***** Material for this exercise *****

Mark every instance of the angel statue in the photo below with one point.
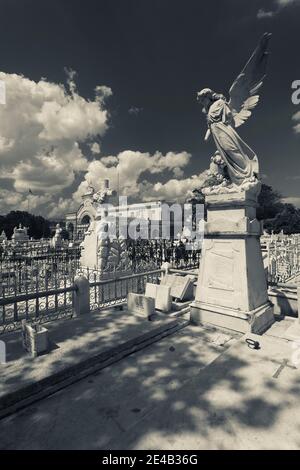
(223, 117)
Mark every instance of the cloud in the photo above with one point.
(174, 190)
(60, 208)
(126, 169)
(278, 6)
(134, 110)
(292, 200)
(95, 148)
(12, 200)
(265, 14)
(296, 118)
(43, 125)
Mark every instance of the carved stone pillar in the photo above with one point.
(232, 288)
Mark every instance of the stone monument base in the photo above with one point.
(232, 287)
(257, 321)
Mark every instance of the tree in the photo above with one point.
(37, 225)
(270, 204)
(287, 220)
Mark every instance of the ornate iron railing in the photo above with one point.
(44, 303)
(114, 291)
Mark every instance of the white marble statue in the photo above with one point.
(240, 163)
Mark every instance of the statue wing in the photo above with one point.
(243, 92)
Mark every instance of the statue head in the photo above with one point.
(207, 96)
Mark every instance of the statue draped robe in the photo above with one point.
(240, 159)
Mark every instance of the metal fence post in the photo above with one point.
(81, 295)
(298, 300)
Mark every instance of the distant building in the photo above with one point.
(78, 222)
(3, 237)
(20, 235)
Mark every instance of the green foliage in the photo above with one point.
(276, 215)
(37, 225)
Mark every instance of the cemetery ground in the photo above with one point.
(194, 388)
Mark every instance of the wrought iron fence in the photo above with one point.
(283, 257)
(114, 291)
(44, 303)
(160, 251)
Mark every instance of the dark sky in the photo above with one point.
(155, 55)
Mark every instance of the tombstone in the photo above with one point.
(162, 296)
(163, 301)
(232, 287)
(140, 305)
(182, 287)
(2, 352)
(151, 290)
(35, 339)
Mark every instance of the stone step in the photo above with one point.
(28, 394)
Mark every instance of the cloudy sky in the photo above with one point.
(101, 88)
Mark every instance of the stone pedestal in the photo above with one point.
(232, 288)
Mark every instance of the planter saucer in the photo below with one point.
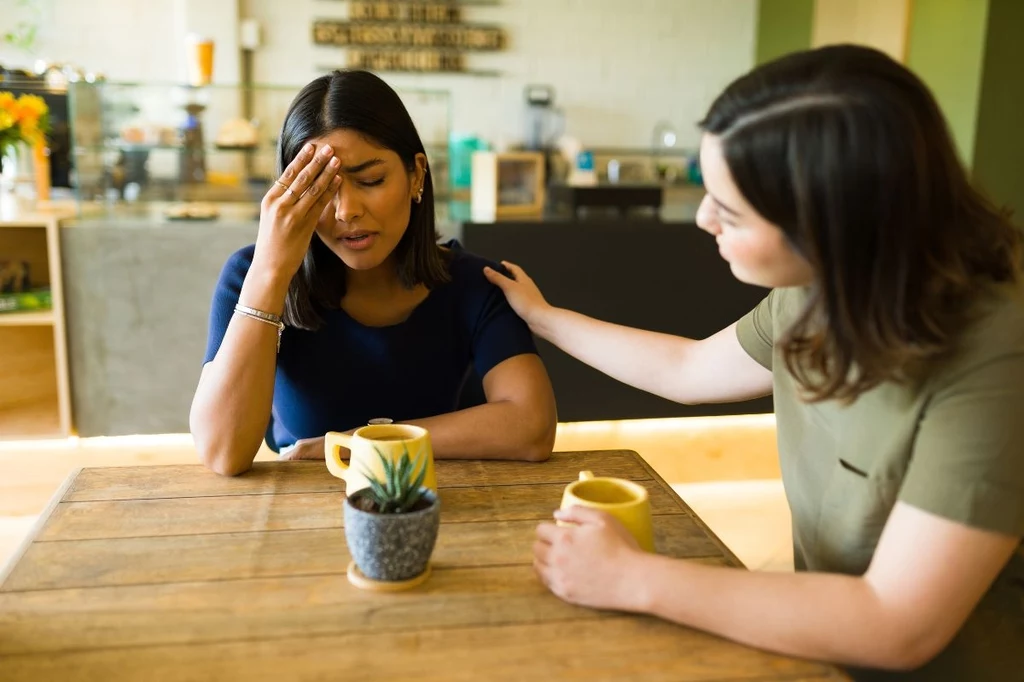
(357, 579)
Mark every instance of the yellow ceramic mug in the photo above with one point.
(625, 500)
(391, 440)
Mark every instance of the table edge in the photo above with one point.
(44, 516)
(696, 517)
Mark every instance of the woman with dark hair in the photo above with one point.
(347, 308)
(893, 344)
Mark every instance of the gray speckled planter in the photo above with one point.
(392, 547)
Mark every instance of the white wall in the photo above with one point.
(617, 68)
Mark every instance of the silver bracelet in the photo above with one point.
(265, 317)
(269, 316)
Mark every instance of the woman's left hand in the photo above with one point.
(305, 449)
(592, 562)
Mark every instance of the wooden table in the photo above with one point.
(172, 572)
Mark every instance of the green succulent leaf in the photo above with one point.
(400, 485)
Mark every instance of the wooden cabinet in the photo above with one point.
(35, 398)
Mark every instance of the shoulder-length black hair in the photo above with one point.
(848, 153)
(359, 101)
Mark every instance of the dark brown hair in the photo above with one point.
(847, 152)
(360, 101)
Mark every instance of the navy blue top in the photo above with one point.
(345, 374)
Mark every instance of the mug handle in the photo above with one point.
(333, 442)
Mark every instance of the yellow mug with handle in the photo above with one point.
(625, 500)
(368, 443)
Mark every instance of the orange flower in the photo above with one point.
(8, 116)
(32, 108)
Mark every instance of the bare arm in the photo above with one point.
(231, 406)
(927, 576)
(517, 422)
(713, 370)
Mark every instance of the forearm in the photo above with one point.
(826, 616)
(231, 406)
(641, 358)
(501, 430)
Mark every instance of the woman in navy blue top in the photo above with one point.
(346, 308)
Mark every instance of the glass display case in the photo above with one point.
(188, 148)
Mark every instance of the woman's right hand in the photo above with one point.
(522, 294)
(291, 208)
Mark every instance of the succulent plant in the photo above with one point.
(399, 491)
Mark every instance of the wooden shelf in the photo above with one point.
(35, 392)
(36, 419)
(33, 318)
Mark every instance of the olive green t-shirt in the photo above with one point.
(952, 446)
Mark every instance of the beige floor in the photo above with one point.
(725, 467)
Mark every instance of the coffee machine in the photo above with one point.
(545, 124)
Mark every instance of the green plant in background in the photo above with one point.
(399, 491)
(23, 35)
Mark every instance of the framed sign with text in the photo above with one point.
(402, 35)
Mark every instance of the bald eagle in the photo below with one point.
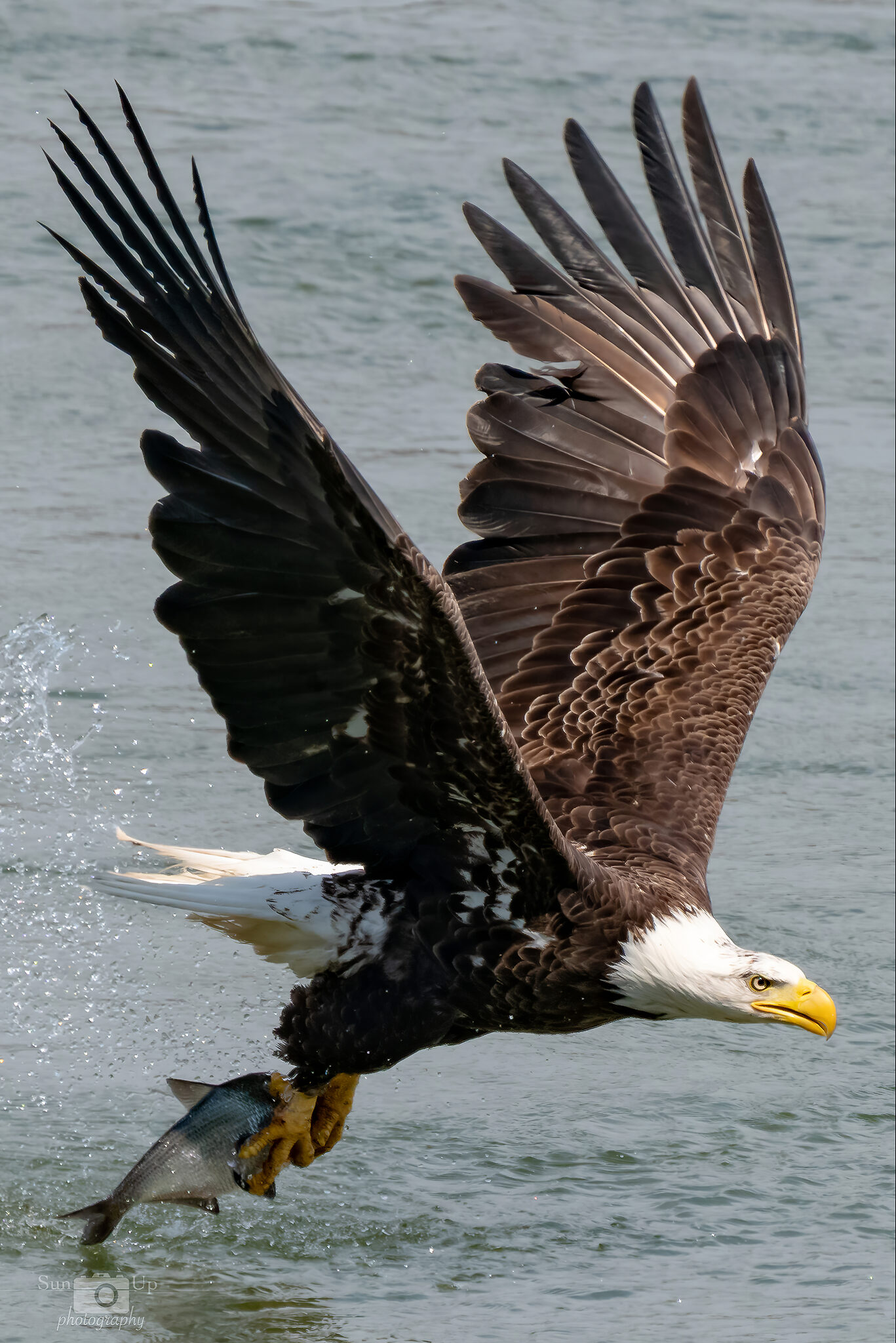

*****

__Task statement__
Could you give all the records again, exactly, minus the pictures?

__Written response__
Mark every instance of the angel statue in the photo below with one point.
(223, 117)
Mark every instance of the cloud in the photo above with one point.
(174, 190)
(60, 208)
(126, 169)
(278, 6)
(134, 110)
(292, 200)
(95, 148)
(12, 200)
(265, 14)
(296, 118)
(43, 125)
Mark every instance of the carved stone pillar in the photo above with one point.
(232, 288)
Mark every instance of the stone monument base in the photo above with one point.
(232, 287)
(257, 321)
Mark every instance of the tree in the photo above with one point.
(37, 225)
(270, 204)
(287, 220)
Mark every instance of the ornate iron railing in the photo above with one point.
(44, 303)
(114, 291)
Mark every instance of the white marble statue in the photo above with one point.
(240, 163)
Mark every instance of the statue wing in the photo above with one point.
(243, 92)
Mark every instance of the statue head in the photo above with one point.
(207, 96)
Mark every instance of the statue draped robe in the photo above with one point.
(240, 159)
Mark every instance of the metal fence post in the photo above with one point.
(81, 295)
(298, 300)
Mark every instance of the distant building in the photo above with one point.
(78, 222)
(3, 237)
(20, 235)
Mark every instance of the green foliage in the photo above with one point.
(276, 215)
(37, 225)
Mark every instance of the cemetery ground in the photo above with one point.
(194, 388)
Mark every instance of the wrought iron fence in the photo above with one point.
(283, 257)
(114, 291)
(44, 303)
(160, 251)
Mark every instance of the dark sky in the photo above with one point.
(155, 55)
Mark every instance of the tombstone in the photo above with one point.
(162, 296)
(163, 301)
(232, 287)
(140, 305)
(182, 287)
(2, 352)
(151, 290)
(35, 339)
Mark every instance of the stone step in the photo above with one point.
(28, 394)
Mark every instance of the cloudy sky in the photo above with one point.
(101, 88)
Mark every instance of the stone pedestal in the photo above with one point.
(232, 288)
Mark every instance of the planter saucer in the photo below with one point.
(357, 579)
Mark every instance of the yellow ceramic mug in the photo above with one point.
(625, 500)
(391, 440)
Mark every instance of the table edge in the photo above with one point.
(44, 516)
(696, 517)
Mark every instance of the woman with dark hair in the photo above with one point.
(347, 308)
(893, 344)
Mark every instance of the gray speckled planter in the photo above with one point.
(392, 547)
Mark every instance of the white wall in the photo above with one point.
(617, 68)
Mark every instance of the silver bracelet in the photo above with one point.
(265, 317)
(269, 316)
Mark every instance of the woman's left hand in the photo above with one point.
(305, 449)
(592, 562)
Mark every instance of the wooden table in the photo above with one point.
(172, 572)
Mark every instance of the green succulent leaf in the photo above with one point.
(400, 485)
Mark every instance of the wooden cabinet in the photo above with one point.
(35, 398)
Mark every instance of the shoulder-length black hair in the photo above with one point.
(848, 153)
(359, 101)
Mark every instance of the dark brown hair in the photo above with one point.
(847, 152)
(360, 101)
Mark every instance of the navy blue top in the photo above with one point.
(345, 374)
Mark every instance of the mug handle in the photo above with one point.
(333, 442)
Mark every instance of the yellow mug with handle in the photo above with one point.
(625, 500)
(368, 443)
Mark every instance of the orange flower in the photo above with one point.
(8, 116)
(32, 108)
Mark every instance of the bare arm in the photo above with one point.
(231, 406)
(927, 576)
(517, 422)
(713, 370)
Mark every instance of the forearm in the photo above with one point.
(826, 616)
(231, 406)
(641, 358)
(501, 430)
Mark every instance of the woman in navy blue top in the photo above with one point.
(346, 308)
Mark every instance of the glass display case in the photo above with one point.
(188, 148)
Mark every instance of the woman's right hand in the photo above with one point.
(522, 294)
(291, 208)
Mark every instance of the succulent plant in the photo above with one point.
(399, 491)
Mark every instance of the wooden shelf in the photo above with one point.
(35, 392)
(36, 419)
(33, 318)
Mark every instance of the olive green t-shirt in the photo above with one point.
(952, 446)
Mark every instance of the beige floor in the photo above with one point.
(725, 467)
Mark every instance of the coffee machine in the photo above with one point.
(545, 124)
Mark every instance of the green plant in background in the photo above with one point.
(399, 491)
(23, 35)
Mark every instance of the framed sign with text in the photo above with one point.
(402, 35)
Mark every instance of the bald eagle in the photo below with one point.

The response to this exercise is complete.